[Point localization data]
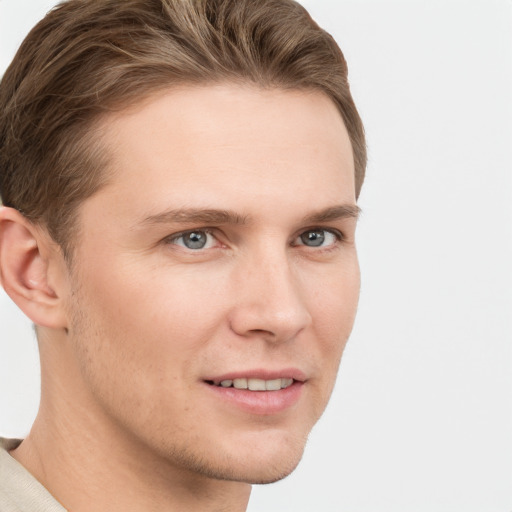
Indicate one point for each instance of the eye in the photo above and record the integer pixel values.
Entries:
(318, 238)
(194, 240)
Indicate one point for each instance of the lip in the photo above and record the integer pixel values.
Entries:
(262, 403)
(285, 373)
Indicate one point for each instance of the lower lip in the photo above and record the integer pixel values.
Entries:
(260, 402)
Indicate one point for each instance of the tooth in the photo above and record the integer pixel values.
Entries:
(256, 384)
(273, 385)
(240, 383)
(285, 383)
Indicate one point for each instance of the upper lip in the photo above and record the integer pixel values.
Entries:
(285, 373)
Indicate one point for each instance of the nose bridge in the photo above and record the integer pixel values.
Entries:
(270, 299)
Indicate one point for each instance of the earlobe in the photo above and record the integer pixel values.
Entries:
(25, 259)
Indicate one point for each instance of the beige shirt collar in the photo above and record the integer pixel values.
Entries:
(19, 490)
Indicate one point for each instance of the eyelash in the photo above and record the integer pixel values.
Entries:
(338, 235)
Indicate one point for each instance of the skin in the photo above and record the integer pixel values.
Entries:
(130, 333)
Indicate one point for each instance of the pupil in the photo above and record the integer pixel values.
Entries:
(313, 238)
(195, 240)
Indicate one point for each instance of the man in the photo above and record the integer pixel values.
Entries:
(179, 181)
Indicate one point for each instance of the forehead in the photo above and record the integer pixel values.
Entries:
(213, 144)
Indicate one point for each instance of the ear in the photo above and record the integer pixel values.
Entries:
(30, 264)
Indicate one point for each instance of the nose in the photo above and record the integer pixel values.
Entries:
(270, 302)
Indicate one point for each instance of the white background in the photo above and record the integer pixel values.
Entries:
(421, 419)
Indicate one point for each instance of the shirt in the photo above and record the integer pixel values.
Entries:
(19, 490)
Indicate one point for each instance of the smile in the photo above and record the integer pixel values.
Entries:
(253, 384)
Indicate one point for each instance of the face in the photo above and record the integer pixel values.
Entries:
(216, 277)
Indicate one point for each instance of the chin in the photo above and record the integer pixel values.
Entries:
(248, 462)
(261, 463)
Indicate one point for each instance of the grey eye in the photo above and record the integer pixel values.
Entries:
(195, 239)
(314, 238)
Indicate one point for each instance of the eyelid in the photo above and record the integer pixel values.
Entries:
(171, 239)
(339, 235)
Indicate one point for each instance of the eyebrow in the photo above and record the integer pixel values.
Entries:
(332, 213)
(195, 215)
(219, 217)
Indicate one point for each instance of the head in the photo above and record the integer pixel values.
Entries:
(181, 180)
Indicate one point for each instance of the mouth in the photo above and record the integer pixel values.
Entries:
(259, 392)
(253, 384)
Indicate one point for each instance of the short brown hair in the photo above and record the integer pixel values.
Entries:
(90, 57)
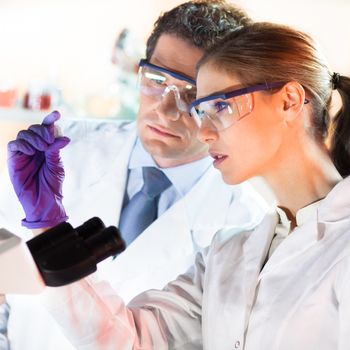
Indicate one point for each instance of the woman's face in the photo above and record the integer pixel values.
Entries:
(252, 145)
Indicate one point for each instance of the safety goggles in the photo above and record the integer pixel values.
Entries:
(157, 82)
(225, 109)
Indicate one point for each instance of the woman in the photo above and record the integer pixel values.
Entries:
(263, 109)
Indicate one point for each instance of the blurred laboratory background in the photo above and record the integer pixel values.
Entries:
(80, 56)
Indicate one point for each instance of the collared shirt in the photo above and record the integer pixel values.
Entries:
(283, 228)
(182, 177)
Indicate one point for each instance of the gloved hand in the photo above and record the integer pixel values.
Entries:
(37, 173)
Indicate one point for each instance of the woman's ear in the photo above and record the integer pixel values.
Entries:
(293, 98)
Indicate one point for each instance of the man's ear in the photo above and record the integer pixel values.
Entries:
(292, 97)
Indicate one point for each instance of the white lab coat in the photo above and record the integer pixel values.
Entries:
(300, 299)
(96, 172)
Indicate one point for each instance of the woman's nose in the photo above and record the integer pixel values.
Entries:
(207, 132)
(167, 107)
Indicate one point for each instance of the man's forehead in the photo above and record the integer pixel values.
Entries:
(176, 54)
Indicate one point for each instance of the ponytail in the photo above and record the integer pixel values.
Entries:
(340, 142)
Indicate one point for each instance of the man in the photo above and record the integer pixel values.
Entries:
(104, 168)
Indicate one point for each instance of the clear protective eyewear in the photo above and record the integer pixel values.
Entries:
(225, 109)
(157, 82)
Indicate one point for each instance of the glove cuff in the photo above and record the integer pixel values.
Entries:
(43, 224)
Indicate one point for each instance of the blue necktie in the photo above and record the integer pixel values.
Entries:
(142, 209)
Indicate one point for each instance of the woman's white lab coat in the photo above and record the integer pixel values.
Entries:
(299, 300)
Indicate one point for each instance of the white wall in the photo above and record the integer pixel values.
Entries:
(71, 40)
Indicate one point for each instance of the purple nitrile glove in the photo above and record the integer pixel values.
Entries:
(37, 173)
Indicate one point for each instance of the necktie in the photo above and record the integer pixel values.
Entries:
(142, 209)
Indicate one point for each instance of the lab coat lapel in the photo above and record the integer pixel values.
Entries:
(233, 281)
(255, 251)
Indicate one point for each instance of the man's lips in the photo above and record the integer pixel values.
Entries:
(163, 132)
(218, 157)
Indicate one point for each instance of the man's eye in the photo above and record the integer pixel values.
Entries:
(189, 96)
(155, 78)
(220, 106)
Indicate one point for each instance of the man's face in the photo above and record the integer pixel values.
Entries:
(168, 134)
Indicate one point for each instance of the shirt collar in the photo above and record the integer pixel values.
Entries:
(284, 226)
(183, 177)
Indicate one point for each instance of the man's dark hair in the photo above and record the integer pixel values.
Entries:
(201, 23)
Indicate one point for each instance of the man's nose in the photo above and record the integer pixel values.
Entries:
(167, 107)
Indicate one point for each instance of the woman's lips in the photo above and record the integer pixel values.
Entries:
(162, 132)
(218, 158)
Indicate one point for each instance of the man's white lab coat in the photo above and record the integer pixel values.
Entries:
(300, 299)
(96, 165)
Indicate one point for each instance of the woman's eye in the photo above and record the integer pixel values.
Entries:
(220, 106)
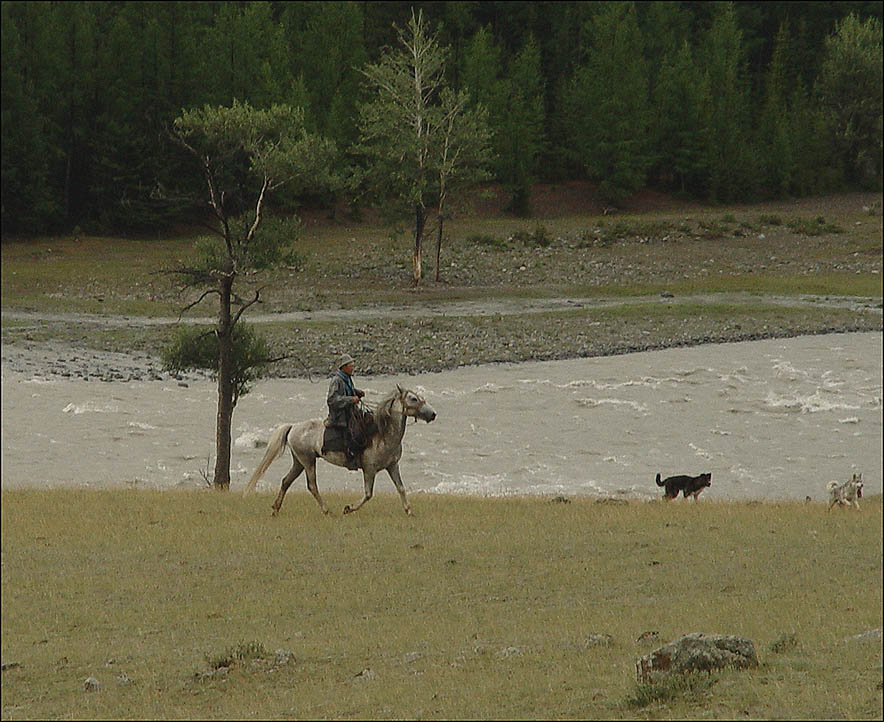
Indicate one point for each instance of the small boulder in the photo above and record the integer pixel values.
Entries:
(696, 653)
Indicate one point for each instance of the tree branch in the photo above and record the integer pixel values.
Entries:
(196, 303)
(244, 307)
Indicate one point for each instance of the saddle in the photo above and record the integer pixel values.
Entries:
(352, 440)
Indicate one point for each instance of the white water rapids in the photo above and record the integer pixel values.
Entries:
(772, 419)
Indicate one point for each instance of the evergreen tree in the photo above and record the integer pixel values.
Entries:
(681, 123)
(326, 41)
(519, 126)
(850, 91)
(731, 158)
(27, 201)
(608, 104)
(243, 57)
(409, 122)
(775, 129)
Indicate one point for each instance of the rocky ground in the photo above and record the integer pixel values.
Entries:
(535, 290)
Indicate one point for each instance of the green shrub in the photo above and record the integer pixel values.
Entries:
(691, 685)
(243, 652)
(769, 220)
(813, 226)
(486, 239)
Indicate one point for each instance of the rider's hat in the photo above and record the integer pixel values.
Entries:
(343, 360)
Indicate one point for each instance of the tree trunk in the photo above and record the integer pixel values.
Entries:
(224, 332)
(420, 220)
(438, 248)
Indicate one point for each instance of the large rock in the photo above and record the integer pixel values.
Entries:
(696, 652)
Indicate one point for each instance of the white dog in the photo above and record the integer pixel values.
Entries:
(850, 492)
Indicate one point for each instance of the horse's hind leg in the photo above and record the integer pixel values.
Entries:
(287, 480)
(393, 471)
(368, 481)
(313, 488)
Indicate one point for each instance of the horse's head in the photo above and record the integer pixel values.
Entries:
(415, 405)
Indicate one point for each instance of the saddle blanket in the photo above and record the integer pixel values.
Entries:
(334, 439)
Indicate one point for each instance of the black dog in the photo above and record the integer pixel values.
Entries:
(689, 485)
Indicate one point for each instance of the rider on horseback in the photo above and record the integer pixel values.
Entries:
(343, 411)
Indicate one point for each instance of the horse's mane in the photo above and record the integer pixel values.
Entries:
(383, 414)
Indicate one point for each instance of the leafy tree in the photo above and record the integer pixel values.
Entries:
(195, 348)
(275, 149)
(464, 140)
(731, 157)
(408, 123)
(608, 104)
(850, 90)
(775, 137)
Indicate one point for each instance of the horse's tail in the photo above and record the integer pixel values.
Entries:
(275, 447)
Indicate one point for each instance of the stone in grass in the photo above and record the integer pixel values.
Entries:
(784, 643)
(696, 653)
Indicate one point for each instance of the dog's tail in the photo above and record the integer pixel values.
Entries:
(275, 447)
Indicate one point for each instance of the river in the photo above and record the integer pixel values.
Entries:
(771, 419)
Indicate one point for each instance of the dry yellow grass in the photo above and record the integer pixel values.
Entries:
(475, 608)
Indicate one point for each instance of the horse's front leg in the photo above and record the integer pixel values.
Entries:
(368, 481)
(287, 480)
(393, 471)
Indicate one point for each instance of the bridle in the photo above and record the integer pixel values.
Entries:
(406, 407)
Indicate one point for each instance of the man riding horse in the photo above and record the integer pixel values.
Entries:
(344, 413)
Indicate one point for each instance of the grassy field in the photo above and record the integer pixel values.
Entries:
(200, 606)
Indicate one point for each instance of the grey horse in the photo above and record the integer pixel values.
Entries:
(384, 449)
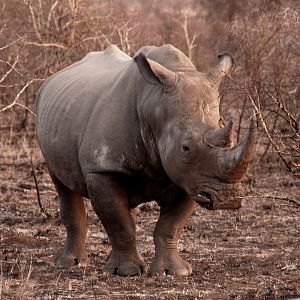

> _Assignment_:
Starting at the line above that holds "Indicate one point for each instance of the small" and ending at the line that holds "Indicate one point for each instance of the tree branch", transcribe each line exactly and include no other lines.

> _Response to the exercise_:
Indicate one point for each instance of the small boulder in the photo above and record the integer pixel values.
Entries:
(696, 653)
Indicate one point for each instance of the tree branch in the photo above and record the integer pixel values.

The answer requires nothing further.